■ **Documento**:

════════════════════

Recensione: Talviyö
Tutti noi sappiamo che si può mandare a quel paese una persona rimanendo composti ed educati, farlo in maniera elegante. Cosa sconosciuta a quanto pare ai Sonata Arctica, complici in concorso di colpa con l’etichetta nell’immettere sul mercato una delle più grosse delusioni dell’anno corrente. Facendo un passo indietro, i maestri del metal melodico finlandese, dopo aver inanellato quattro dischi seminali per il power metal che fu, decisero di dare una sterzata al loro stile a partire dall’anno 2007 con Unia che non poteva essere definito un bel disco, nettamente oscurato dal capolavoro precedente Reckoning Night, ma lasciava intravedere quello spiraglio di buona volontà nel non adagiarsi sugli allori ed esplorare nuove soluzioni per non diventare una band clone e derivativa di se stessa.

════════════════════

■ **Lavoro da svolgere**:
1 – Ricopia dalla recensione di Talviyö il passo tra «Recensione: Talviyö» e «di se stessa.», estremi inclusi.
2 – Prosegui la recensione di Talviyö dal punto in cui si ferma.

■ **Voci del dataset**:
════════════════════

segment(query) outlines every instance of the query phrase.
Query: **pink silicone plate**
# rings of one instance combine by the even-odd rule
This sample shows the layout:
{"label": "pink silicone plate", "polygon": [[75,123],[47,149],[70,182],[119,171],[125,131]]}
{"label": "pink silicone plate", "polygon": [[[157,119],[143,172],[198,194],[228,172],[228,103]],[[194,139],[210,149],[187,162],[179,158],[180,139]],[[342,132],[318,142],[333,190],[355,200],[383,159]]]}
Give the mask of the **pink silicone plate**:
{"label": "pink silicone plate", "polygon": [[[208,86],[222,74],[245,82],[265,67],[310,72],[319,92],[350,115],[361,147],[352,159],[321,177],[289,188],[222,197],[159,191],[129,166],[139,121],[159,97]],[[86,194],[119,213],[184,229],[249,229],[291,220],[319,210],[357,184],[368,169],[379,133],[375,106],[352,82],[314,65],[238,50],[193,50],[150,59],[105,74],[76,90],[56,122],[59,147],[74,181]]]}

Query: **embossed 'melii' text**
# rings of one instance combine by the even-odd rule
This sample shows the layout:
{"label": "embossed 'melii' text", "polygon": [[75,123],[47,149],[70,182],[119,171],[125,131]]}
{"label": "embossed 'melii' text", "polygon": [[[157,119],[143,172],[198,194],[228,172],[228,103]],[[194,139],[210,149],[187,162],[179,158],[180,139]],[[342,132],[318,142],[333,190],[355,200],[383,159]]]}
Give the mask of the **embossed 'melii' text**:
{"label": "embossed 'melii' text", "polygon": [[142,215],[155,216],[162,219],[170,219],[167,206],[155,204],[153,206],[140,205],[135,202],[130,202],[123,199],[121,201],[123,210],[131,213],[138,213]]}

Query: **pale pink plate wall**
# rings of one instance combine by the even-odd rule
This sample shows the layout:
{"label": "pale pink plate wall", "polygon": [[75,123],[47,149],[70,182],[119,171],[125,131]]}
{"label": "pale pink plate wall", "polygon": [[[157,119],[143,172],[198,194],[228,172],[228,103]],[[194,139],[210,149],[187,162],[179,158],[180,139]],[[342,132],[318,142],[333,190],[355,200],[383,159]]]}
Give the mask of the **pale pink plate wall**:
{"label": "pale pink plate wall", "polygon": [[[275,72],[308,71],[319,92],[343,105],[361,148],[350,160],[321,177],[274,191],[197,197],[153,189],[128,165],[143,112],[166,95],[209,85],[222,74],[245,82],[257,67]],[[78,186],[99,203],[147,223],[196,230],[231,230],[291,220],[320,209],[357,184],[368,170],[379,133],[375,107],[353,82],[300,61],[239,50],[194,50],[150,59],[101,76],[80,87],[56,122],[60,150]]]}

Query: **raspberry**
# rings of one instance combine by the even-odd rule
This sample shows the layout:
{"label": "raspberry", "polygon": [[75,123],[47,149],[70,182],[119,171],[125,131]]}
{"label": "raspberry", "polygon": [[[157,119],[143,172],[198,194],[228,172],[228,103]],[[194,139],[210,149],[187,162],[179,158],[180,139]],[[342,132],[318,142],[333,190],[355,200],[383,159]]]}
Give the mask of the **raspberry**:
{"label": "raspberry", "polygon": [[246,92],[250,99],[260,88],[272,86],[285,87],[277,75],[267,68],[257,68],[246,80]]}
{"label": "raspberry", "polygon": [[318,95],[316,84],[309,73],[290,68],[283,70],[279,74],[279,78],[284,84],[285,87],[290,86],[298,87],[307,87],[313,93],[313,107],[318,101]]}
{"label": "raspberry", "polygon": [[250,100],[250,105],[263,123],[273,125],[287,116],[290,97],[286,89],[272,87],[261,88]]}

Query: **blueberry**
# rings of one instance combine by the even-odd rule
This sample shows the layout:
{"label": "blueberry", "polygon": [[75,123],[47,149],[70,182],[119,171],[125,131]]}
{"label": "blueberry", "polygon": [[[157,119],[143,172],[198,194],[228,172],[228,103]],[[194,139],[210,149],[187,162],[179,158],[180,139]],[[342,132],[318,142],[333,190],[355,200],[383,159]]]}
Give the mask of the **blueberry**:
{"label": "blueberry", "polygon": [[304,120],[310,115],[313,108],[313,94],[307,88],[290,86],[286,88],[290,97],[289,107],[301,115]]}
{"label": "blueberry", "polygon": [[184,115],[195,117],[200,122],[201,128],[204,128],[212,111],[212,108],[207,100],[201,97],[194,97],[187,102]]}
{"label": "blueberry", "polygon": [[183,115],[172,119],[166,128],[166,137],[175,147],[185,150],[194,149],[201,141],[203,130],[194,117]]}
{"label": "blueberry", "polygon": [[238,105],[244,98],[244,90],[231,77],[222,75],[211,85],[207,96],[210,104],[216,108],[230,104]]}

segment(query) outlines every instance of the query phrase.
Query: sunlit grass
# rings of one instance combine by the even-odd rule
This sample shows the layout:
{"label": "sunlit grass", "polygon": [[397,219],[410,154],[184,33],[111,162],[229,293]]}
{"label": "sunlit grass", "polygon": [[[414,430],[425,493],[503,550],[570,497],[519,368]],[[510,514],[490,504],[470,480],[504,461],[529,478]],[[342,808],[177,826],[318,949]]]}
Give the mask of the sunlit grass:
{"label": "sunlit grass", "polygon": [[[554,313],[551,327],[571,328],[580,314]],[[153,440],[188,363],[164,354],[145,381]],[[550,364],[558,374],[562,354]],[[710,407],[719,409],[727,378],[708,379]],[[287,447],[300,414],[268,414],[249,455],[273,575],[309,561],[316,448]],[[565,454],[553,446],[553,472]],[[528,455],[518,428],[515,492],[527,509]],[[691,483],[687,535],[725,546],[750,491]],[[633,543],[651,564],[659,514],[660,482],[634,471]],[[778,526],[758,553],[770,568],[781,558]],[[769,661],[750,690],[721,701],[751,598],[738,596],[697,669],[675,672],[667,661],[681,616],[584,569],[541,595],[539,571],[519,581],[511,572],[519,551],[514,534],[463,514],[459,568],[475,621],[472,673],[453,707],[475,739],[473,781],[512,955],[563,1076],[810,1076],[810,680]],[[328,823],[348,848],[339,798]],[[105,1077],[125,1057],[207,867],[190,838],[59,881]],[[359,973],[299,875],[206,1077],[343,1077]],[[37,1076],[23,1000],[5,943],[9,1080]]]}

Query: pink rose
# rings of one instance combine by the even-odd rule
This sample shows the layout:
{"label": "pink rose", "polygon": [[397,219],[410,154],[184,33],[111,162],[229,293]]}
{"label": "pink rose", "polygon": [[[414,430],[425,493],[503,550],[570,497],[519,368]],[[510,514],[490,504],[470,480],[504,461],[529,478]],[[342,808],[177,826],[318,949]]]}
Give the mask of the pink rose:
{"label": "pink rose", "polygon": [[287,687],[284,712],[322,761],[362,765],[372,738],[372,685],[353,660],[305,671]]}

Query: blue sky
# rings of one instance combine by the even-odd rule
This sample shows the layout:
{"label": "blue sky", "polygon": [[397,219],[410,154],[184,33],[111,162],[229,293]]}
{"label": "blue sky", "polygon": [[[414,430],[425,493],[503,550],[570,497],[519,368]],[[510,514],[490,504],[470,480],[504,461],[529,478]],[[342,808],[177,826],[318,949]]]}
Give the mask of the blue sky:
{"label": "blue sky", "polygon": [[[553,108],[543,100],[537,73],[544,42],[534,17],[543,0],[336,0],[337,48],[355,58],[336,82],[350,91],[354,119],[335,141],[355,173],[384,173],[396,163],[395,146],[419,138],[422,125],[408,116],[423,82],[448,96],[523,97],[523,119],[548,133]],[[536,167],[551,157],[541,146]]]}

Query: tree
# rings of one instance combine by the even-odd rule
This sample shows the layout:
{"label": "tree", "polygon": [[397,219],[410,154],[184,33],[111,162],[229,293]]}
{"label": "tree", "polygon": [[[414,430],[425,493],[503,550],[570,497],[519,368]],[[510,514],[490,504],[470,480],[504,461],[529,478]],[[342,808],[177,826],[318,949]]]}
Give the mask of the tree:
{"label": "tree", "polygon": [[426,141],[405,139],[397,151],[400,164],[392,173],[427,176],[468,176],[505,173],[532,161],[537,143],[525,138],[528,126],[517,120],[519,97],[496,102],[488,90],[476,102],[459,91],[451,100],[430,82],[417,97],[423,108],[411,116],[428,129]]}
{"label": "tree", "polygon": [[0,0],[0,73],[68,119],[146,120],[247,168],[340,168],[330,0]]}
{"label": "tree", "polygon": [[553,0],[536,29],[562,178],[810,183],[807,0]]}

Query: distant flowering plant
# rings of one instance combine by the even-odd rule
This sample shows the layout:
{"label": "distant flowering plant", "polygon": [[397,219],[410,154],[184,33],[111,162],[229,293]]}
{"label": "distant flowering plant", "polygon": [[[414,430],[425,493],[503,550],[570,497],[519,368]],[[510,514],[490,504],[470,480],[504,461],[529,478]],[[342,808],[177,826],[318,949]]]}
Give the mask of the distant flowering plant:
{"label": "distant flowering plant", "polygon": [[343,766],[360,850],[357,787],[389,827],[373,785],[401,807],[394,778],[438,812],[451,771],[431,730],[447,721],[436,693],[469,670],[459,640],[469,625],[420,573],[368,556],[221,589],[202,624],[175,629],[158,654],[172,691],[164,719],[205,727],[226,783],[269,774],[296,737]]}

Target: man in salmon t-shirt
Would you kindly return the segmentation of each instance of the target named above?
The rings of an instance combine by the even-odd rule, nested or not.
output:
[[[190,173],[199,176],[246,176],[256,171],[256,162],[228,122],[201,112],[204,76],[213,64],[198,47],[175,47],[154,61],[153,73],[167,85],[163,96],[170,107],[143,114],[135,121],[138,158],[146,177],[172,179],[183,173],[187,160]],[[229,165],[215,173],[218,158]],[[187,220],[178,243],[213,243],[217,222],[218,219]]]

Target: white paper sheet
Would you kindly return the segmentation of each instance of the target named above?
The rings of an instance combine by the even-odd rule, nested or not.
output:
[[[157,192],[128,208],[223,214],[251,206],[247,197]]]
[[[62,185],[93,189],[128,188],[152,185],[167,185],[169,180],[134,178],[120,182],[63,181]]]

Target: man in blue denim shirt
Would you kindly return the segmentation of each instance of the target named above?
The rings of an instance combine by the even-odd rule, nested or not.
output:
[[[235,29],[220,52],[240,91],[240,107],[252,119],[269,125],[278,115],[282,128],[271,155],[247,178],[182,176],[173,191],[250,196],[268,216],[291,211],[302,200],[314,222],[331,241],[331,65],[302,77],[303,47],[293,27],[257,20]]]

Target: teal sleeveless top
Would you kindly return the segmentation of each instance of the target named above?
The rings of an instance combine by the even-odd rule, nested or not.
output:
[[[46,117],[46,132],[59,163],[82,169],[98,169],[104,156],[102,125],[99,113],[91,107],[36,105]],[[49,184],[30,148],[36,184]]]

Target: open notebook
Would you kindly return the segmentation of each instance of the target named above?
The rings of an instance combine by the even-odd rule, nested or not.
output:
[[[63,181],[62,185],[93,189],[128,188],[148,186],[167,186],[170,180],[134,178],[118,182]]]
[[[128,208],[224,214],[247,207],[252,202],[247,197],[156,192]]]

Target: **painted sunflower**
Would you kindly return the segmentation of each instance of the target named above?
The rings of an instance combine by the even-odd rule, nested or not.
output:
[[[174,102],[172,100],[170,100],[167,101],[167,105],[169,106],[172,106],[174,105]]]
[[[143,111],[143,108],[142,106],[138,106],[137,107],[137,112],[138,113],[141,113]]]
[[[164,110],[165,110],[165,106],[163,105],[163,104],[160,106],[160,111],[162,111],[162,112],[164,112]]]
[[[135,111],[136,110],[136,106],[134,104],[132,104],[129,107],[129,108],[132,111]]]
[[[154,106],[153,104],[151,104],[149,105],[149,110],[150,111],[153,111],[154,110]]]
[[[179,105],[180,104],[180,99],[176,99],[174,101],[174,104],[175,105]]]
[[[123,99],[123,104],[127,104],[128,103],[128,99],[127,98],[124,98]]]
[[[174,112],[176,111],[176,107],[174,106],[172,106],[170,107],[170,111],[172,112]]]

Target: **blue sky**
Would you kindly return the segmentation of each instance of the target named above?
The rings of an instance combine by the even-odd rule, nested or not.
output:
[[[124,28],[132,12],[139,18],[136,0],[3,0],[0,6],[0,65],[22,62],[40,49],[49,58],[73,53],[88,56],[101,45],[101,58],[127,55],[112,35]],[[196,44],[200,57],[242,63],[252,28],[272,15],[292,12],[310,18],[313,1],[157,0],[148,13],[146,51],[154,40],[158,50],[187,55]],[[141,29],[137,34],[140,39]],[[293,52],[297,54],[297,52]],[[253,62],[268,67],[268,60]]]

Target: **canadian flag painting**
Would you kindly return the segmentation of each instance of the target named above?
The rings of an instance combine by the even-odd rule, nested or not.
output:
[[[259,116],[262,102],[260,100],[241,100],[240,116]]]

════════════════════

■ **Risposte**:
1 –
Recensione: Talviyö
Tutti noi sappiamo che si può mandare a quel paese una persona rimanendo composti ed educati, farlo in maniera elegante. Cosa sconosciuta a quanto pare ai Sonata Arctica, complici in concorso di colpa con l’etichetta nell’immettere sul mercato una delle più grosse delusioni dell’anno corrente. Facendo un passo indietro, i maestri del metal melodico finlandese, dopo aver inanellato quattro dischi seminali per il power metal che fu, decisero di dare una sterzata al loro stile a partire dall’anno 2007 con Unia che non poteva essere definito un bel disco, nettamente oscurato dal capolavoro precedente Reckoning Night, ma lasciava intravedere quello spiraglio di buona volontà nel non adagiarsi sugli allori ed esplorare nuove soluzioni per non diventare una band clone e derivativa di se stessa.

2 –
Da questo punto in poi la band non è più riuscita a risollevarsi a parte qualche singola canzone ben riuscita sparsa qua e la, decisamente poco considerato il fatto che dopo lo stesso Unia sono stati prodotti ben altri cinque dischi. Con Pariah’s Child e The Ninth Hour, pur essendo rigorosamente dischi mediocri, tuttavia, pareva che il quintetto di Kemi stesse cercando una nuova quadratura del cerchio perfezionando e personalizzando maggiormente la propria “nuova” proposta ma già il segnale di ri-registrare il debut album Ecliptica con un risultato scandaloso, sottolineava come la band in preda alle onde della confusione stesse cercando un’ispirazione che appariva sempre più lontana e irraggiungibile.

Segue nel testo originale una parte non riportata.